THE EXERCISE: Will you quote, word for word, the lines of the data below from the line containing "[pin] gray roof" through the line containing "Target: asphalt road", with both of those lines included?

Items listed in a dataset
+-------+

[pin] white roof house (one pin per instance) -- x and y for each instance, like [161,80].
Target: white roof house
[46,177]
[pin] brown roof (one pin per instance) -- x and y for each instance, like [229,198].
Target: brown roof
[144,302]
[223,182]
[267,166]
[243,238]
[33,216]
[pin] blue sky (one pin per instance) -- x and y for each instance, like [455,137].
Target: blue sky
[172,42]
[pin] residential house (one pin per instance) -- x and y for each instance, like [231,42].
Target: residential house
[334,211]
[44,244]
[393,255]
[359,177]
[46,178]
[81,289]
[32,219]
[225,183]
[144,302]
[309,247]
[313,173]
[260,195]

+-------+

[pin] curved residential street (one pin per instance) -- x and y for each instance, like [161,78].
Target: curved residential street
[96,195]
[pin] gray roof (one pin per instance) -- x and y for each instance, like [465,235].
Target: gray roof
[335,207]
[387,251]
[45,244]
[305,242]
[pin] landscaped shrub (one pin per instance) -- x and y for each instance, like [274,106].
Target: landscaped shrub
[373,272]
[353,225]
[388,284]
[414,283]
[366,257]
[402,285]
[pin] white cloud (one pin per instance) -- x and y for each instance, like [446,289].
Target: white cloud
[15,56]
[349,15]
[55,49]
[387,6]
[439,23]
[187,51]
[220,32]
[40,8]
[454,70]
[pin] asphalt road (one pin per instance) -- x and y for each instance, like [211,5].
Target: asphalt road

+-------+

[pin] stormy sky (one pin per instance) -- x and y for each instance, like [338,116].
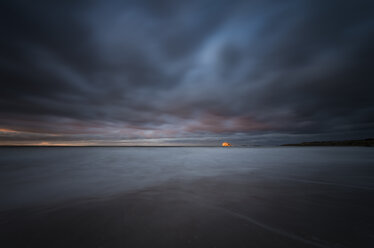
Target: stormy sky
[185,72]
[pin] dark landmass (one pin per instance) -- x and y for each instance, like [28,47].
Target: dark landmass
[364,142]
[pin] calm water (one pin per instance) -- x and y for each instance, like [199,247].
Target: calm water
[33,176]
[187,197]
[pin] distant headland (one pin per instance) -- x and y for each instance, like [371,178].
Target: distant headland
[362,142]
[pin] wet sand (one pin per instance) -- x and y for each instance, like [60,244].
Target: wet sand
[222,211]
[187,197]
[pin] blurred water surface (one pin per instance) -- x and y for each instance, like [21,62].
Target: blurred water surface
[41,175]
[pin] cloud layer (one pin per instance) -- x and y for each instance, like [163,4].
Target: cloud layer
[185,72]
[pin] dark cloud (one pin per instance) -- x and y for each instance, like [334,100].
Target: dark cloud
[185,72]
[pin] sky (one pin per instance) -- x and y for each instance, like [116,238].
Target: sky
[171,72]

+-------+

RESULT OF THIS TASK:
[pin] gray roof (one pin per instance) -- x and y for each instance, like [465,235].
Target: gray roof
[335,207]
[387,251]
[45,244]
[305,242]
[pin] landscaped shrub (one pin per instance) -- x and y for each instance, like [274,106].
Target: landscaped shrub
[373,272]
[353,225]
[388,284]
[414,283]
[366,257]
[402,285]
[pin] white cloud (one pin per instance) -- x and y for each instance, like [446,289].
Target: white cloud
[15,56]
[349,15]
[55,49]
[387,6]
[439,23]
[187,51]
[220,32]
[40,8]
[454,70]
[pin] asphalt road (one pin per instance) -- x and y for each instance, like [211,5].
Target: asphalt road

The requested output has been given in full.